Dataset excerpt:
========================================

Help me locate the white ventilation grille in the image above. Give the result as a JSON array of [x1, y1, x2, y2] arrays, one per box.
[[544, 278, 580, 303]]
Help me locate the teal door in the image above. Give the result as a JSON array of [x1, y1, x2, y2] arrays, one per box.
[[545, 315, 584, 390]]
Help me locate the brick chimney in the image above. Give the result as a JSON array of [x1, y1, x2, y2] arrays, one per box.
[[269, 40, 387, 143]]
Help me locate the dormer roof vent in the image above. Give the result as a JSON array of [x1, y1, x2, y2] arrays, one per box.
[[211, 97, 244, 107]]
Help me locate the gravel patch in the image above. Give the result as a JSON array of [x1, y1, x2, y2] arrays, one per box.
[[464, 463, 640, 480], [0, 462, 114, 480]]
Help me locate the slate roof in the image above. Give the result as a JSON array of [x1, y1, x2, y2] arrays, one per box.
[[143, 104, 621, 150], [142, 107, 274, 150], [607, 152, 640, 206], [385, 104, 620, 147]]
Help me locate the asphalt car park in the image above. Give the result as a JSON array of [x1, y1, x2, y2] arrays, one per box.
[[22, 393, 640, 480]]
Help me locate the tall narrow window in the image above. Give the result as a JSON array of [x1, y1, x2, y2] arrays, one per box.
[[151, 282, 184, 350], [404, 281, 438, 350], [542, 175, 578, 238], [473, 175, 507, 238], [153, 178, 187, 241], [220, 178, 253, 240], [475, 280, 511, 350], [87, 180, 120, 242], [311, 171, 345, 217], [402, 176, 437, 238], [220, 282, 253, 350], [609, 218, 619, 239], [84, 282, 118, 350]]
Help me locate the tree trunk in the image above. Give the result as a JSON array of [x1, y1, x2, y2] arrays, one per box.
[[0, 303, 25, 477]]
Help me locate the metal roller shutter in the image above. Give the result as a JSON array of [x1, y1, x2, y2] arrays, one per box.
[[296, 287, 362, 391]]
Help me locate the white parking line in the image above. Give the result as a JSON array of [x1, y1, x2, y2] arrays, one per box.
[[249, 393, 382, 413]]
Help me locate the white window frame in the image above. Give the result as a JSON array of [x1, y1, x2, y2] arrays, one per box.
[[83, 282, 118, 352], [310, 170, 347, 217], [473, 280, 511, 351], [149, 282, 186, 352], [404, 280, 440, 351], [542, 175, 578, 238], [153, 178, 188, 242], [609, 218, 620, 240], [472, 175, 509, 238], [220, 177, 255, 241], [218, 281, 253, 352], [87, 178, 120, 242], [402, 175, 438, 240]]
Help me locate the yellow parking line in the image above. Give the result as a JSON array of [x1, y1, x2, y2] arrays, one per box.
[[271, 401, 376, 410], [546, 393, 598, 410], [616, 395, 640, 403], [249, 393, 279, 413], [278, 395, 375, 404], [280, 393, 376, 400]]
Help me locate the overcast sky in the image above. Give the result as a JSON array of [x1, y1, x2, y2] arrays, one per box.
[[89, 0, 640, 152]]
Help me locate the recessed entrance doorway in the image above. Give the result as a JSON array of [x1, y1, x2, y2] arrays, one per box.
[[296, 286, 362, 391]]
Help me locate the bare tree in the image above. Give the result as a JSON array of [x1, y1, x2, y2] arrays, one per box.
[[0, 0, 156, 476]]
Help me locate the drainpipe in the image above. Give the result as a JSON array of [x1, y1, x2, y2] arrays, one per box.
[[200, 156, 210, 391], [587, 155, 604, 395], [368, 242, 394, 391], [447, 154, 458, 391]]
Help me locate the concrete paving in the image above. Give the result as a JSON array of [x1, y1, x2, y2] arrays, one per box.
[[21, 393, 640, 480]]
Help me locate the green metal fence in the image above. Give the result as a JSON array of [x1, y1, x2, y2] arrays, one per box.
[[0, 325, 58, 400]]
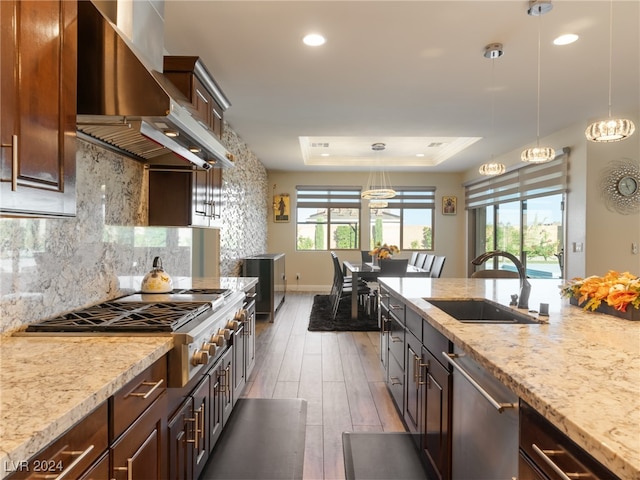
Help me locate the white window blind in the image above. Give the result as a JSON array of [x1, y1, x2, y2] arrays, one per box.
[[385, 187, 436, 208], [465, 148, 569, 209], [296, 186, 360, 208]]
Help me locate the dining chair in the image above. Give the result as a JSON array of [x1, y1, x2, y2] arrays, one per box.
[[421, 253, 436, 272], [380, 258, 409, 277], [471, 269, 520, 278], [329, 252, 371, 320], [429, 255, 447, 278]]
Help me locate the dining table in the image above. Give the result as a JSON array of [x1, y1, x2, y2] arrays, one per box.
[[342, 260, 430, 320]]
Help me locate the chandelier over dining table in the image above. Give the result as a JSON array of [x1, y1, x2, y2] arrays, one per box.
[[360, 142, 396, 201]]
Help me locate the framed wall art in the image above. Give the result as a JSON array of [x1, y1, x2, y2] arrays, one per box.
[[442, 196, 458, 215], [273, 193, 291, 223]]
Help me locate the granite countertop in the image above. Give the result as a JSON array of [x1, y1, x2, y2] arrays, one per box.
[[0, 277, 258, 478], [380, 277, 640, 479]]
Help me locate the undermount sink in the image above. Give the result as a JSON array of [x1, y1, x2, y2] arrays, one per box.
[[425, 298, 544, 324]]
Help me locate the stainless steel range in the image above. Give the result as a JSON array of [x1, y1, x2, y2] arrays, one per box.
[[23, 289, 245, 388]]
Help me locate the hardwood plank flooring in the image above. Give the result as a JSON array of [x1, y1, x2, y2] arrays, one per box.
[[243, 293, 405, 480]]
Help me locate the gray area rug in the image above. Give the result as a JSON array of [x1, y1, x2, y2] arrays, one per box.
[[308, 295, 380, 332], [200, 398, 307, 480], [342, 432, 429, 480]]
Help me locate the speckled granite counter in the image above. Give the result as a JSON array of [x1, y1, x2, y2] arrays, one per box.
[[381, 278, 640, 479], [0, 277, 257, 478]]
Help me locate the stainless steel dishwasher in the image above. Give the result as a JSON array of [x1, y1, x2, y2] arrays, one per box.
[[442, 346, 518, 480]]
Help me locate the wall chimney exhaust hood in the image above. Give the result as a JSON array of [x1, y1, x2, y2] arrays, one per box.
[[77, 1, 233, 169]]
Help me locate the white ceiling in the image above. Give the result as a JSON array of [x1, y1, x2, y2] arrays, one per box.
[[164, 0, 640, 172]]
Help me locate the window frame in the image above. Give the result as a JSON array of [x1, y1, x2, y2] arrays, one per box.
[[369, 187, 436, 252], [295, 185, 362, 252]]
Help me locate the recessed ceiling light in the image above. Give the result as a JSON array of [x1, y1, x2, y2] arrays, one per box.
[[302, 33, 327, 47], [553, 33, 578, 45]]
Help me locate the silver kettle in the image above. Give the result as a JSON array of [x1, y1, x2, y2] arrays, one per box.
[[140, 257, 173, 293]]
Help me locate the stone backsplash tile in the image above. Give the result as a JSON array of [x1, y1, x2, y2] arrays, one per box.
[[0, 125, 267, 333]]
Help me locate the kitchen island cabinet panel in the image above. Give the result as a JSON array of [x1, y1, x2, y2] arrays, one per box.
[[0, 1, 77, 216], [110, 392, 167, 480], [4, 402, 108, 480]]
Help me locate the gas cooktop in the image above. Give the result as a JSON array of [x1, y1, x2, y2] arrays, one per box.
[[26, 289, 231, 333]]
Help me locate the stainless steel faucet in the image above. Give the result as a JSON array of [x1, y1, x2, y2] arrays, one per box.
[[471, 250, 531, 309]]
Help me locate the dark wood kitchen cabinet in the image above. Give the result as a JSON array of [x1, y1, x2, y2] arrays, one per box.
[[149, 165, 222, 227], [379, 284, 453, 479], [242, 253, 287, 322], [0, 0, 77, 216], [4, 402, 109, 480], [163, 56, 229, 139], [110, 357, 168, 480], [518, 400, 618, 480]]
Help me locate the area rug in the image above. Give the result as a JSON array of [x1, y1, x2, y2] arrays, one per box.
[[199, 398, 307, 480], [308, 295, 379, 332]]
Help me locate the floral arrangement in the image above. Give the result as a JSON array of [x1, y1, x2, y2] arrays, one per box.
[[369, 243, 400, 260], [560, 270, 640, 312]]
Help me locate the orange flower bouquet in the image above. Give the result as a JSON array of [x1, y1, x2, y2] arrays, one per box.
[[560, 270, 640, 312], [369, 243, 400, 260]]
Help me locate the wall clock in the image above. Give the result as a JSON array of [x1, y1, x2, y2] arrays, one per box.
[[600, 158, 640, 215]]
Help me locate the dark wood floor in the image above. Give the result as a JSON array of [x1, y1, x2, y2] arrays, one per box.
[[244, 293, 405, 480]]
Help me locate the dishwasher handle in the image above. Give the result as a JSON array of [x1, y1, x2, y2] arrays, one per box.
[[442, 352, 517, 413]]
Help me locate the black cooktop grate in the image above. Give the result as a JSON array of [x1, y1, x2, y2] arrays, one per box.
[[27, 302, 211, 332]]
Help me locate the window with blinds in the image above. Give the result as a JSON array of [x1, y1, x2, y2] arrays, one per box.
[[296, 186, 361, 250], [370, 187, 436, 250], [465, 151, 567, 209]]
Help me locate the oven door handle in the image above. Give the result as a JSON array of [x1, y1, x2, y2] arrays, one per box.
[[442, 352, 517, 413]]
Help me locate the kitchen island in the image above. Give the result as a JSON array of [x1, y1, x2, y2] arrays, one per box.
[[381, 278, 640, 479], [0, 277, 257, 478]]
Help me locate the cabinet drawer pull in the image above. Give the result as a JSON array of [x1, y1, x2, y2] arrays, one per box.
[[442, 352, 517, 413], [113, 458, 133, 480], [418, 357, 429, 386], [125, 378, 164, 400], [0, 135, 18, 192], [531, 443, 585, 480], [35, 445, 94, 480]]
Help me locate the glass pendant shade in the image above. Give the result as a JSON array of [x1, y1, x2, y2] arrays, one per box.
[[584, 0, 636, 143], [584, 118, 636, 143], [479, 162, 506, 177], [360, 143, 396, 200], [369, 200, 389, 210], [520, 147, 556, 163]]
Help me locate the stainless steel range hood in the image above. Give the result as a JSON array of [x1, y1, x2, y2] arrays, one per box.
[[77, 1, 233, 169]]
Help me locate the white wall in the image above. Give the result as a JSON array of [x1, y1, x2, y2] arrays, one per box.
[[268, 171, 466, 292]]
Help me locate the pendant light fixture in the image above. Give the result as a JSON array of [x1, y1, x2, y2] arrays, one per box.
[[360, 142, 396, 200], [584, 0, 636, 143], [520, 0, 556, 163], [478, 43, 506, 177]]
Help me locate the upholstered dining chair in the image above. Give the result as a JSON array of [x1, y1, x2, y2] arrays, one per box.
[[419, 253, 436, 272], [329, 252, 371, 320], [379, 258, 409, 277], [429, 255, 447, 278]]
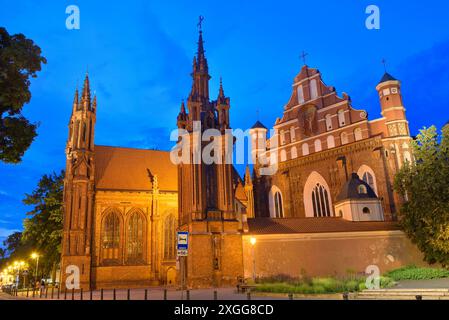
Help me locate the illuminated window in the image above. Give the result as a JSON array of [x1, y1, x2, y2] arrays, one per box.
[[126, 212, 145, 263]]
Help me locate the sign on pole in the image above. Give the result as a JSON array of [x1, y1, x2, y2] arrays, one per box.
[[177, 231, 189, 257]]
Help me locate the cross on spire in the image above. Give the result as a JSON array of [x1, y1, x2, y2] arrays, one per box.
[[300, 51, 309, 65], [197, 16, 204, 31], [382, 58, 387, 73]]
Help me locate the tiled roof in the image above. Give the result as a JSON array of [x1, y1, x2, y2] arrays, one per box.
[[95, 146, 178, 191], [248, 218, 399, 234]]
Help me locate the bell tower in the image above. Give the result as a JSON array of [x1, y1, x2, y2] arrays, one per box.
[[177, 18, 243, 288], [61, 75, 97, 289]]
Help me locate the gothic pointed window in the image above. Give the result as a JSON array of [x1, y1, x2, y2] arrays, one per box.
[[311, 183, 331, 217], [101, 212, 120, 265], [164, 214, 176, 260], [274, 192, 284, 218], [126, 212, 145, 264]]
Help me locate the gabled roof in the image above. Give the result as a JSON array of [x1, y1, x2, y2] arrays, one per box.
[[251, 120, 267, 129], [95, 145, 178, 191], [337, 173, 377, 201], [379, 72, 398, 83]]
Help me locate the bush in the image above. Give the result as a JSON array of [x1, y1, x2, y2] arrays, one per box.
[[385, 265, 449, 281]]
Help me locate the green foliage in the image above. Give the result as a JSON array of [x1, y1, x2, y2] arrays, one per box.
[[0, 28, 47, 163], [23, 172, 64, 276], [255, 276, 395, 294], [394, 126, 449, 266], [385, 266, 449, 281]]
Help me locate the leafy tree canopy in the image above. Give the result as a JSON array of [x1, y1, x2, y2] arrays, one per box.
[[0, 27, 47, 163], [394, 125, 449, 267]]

========================================

_Exercise prompt_: Rescale the entries starting with the line containing "Help me locate the upholstered" and going on through the line containing "277], [429, 255, 447, 278]]". Write out both lines again, requests included, with every bounding-box coordinate in the answers multiplied by 1.6 and rounded to a whole number, halves rounded up.

_Task output_:
Help me locate the upholstered dining chair in the image above. Give the result as a JSON array of [x1, y1, x2, y2] arrays, one per box.
[[670, 405, 698, 435], [526, 403, 594, 512], [606, 413, 654, 443], [686, 408, 715, 445]]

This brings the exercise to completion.